Задание:
Ответьте на вопросы по исходному тексту:
1. Как обычно противопоставляют науку и литературу?
2. Как определена философия?
3. По каким двум каналам детерминирована судьба человека как животного?

Исходный текст:

● ● ● ● ●

Перейдем теперь к более детальному исследованию восприятия литературного произведения. Однако сначала я хотел бы сделать несколько замечаний общего характера, чтобы не создалось слишком уж явного впечатления, будто мы не увидели леса из-за деревьев с их корнями, листьями, ветвями и стволами – а о лесе забыли напрочь.
Обычно говорят, что наука объясняет мир, а литература его изображает; что ученые обобщают, а деятели искусства конкретизируют. Такие истолкования – на четверть истины и на половину недоразумения. Беспомощное кружение около проблемы. Мы не хотим вселять в читателя напрасное ожидание, что его угостят еще одним определением литературы, в котором будет наконец раскрыта «суть дела». Скорее следовало бы, пожалуй, задуматься, чего именно мы ожидаем, добиваясь определенного разъяснения проблемы.
Что такое наука? Что такое философия? Что такое человек? Наука – это, конечно, предсказание, с обязательным выполнением добавочных условий: это предсказание, относящееся к познающему субъекту и к вещам познаваемым, кроме того, обусловленное двойственным характером получения информации. Ему свойственны верховные нормы, о которых мы говорили во Вступлении, но вместе с тем и такие цели, для которых характерно разделение «всего» на части, соответствующие отдельным дисциплинам. Философия, конечно, есть выход за пределы научных установок на данный момент; попытка охватить и объяснить то, чего наука еще не охватила и не объяснила. Однако ни то, ни другое определение не являются единственно возможными. Не являются они и исчерпывающими. Далее, как науку, так и философию можно исследовать различными методами. Так же и о человеке можно говорить как о предмете исследований антропологических либо же социологических, либо как о животном, судьба которого детерминирована по двум каналам: по каналу наследственной передачи и по каналу культурной передачи. В то же время человек – комплекс атомов и электронов, «конечный автомат», гомеостат – но такой, который ведет войны и пишет стихи. Не является ли его «окончательным разъяснением» каталог его действий, схема его соматически-нервного устройства или включение его как организма в плоскость эволюционной иерархии? Или же скорее нет других возможностей разъяснения, кроме относящихся к определенному аспекту, а такие разъяснения могут взаимно друг друга восполнять, то есть образовать комплементарные по отношению друг к другу части? Или же, наконец, можно познать абсолютно все, что могут рассказать отдельные дисциплины о человеке, науке или философии, – и тем не менее не считать, что полученное знание раз и навсегда удовлетворило любознательность того, кто спрашивает?

● ● ● ● ●

Исходные данные:
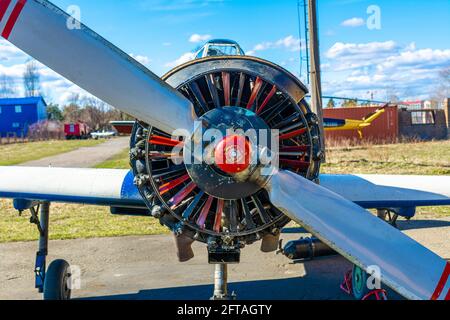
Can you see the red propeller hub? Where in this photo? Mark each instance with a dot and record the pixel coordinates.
(232, 154)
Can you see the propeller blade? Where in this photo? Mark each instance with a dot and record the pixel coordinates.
(54, 38)
(406, 266)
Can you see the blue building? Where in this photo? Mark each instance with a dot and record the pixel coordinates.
(17, 114)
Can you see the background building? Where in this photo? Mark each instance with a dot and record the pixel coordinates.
(18, 114)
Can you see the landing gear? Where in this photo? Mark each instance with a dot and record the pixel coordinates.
(359, 283)
(389, 216)
(53, 282)
(355, 284)
(221, 283)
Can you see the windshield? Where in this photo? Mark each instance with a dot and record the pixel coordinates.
(223, 50)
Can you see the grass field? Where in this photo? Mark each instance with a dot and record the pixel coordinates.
(79, 221)
(12, 154)
(120, 161)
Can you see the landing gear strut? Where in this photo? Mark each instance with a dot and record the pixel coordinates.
(53, 282)
(355, 284)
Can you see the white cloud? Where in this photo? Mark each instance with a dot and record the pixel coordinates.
(353, 22)
(141, 59)
(188, 56)
(381, 67)
(340, 49)
(196, 38)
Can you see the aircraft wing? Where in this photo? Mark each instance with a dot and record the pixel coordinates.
(114, 187)
(88, 186)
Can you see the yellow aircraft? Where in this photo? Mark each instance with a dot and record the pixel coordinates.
(351, 124)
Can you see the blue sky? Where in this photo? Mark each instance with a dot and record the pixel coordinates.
(403, 57)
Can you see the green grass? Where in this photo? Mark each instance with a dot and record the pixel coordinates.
(80, 221)
(72, 221)
(13, 154)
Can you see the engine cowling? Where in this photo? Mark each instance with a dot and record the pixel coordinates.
(224, 204)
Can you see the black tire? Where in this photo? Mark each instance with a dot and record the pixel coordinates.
(56, 281)
(359, 283)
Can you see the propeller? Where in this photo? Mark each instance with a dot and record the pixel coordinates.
(405, 265)
(79, 54)
(42, 30)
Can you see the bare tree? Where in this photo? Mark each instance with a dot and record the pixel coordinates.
(6, 87)
(443, 90)
(31, 79)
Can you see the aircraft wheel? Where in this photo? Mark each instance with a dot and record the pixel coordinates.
(56, 281)
(359, 283)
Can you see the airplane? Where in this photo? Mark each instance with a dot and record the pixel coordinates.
(331, 124)
(229, 204)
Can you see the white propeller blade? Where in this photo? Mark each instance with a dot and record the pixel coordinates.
(47, 33)
(406, 266)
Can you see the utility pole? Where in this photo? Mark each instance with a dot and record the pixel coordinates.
(314, 53)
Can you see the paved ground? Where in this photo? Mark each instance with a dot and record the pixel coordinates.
(84, 157)
(146, 268)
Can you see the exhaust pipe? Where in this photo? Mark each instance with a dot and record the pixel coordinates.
(270, 242)
(307, 248)
(183, 245)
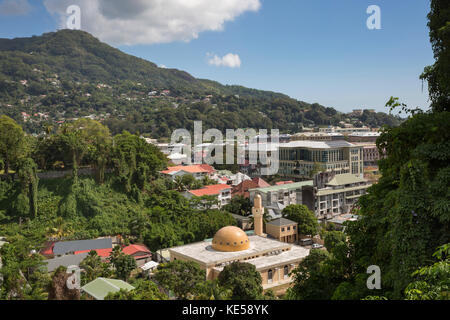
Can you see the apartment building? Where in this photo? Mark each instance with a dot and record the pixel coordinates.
(338, 194)
(276, 198)
(302, 159)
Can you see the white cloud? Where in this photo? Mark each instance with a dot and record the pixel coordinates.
(229, 60)
(152, 21)
(14, 7)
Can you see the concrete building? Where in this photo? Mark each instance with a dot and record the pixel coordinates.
(273, 259)
(317, 136)
(221, 191)
(276, 198)
(283, 230)
(198, 171)
(371, 154)
(300, 159)
(337, 194)
(363, 137)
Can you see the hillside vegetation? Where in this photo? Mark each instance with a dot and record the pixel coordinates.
(70, 74)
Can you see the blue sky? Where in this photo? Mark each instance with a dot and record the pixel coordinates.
(315, 51)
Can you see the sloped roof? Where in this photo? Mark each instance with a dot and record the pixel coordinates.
(346, 178)
(66, 261)
(81, 245)
(100, 252)
(209, 190)
(100, 287)
(260, 182)
(196, 168)
(289, 186)
(281, 222)
(134, 248)
(317, 144)
(280, 183)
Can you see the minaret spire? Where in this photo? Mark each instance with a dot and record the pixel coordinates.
(258, 212)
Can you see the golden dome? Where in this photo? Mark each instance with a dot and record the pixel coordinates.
(230, 239)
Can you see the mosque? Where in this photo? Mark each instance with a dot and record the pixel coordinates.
(273, 259)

● ● ● ● ●

Ответ:
1. Говорят, что наука объясняет мир, а литература его изображает, что ученые обобщают, а деятели искусства конкретизируют.
2. Философия определена как выход за пределы научных установок на данный момент, как попытка охватить и объяснить то, чего наука еще не охватила и не объяснила.
3. По каналу наследственной передачи и по каналу культурной передачи.